• Text section:
Looking forward, there is an exciting opportunity to involve the women’s group in the processing of bee’s wax into soap and other products. Furthermore, as the hives develop, we will see increased production of honey and can naturally increase the number of rushes.”

Alan Riding interviews Dr. Magueye Ba
Jul 13, 2017

At the suggestion of one of his professors at medical school in Dakar, Dr. Ba moved 300 miles south-east to Sinthian in 2005 to take charge of the village’s health clinic. Since then, he has emerged as an important community leader, not only helping to establish a medical center and primary school in another village, Fass, but also serving as a crucial interlocutor for Le Korsa.

– Alan Riding

Q – What were the main difficulties you found when you first arrived in Sinthian?

• Supplied data:
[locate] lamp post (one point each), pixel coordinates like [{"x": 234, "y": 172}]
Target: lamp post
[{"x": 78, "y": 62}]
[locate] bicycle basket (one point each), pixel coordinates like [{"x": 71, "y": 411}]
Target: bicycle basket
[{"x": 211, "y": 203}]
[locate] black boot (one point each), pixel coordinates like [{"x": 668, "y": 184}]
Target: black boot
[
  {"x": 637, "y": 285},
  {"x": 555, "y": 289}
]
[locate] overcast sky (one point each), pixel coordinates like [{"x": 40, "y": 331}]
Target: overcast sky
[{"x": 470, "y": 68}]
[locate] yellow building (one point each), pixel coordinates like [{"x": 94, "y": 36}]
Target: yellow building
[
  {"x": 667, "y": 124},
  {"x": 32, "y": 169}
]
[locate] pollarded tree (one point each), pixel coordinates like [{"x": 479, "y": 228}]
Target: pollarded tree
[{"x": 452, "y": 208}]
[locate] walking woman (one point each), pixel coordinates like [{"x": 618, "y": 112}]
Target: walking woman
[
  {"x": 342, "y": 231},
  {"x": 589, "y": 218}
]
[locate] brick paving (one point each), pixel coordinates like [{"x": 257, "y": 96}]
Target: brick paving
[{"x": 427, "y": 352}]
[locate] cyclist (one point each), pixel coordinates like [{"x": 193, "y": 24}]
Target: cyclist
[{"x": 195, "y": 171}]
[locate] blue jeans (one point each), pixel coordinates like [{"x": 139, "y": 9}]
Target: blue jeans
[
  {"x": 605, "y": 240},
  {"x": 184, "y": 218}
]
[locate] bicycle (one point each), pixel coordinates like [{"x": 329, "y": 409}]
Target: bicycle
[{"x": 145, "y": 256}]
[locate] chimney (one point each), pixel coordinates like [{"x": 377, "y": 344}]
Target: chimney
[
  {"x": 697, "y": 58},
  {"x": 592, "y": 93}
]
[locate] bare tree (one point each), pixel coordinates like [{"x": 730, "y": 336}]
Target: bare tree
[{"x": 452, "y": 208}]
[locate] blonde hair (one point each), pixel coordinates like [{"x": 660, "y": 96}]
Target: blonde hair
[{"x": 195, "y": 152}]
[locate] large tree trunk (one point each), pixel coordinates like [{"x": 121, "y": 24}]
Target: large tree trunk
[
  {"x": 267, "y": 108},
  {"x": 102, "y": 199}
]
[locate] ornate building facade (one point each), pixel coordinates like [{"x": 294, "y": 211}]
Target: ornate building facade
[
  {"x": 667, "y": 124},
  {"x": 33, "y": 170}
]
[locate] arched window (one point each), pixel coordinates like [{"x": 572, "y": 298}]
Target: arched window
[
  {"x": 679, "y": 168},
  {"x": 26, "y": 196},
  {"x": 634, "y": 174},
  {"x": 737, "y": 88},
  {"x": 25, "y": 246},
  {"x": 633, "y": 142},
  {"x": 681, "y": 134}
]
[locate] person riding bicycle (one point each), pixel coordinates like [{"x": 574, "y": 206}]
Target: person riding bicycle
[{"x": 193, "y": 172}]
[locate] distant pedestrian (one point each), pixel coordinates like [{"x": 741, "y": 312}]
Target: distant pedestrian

==

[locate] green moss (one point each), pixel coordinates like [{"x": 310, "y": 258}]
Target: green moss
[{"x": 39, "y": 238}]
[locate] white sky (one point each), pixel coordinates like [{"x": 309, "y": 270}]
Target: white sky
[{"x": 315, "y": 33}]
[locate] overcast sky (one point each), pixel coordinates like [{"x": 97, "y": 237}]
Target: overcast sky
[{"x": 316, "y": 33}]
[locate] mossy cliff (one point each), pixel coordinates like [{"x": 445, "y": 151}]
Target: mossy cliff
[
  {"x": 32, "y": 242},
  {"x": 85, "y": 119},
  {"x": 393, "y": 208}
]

• What you will do:
Answer these from the text:
1. Besides other products, what could the women's group make from bee's wax?
2. In what year did Dr. Ba move to Sinthian?
3. In which village did he help set up a medical center and primary school?

• Reply to the exercise:
1. Soap
2. 2005
3. Fass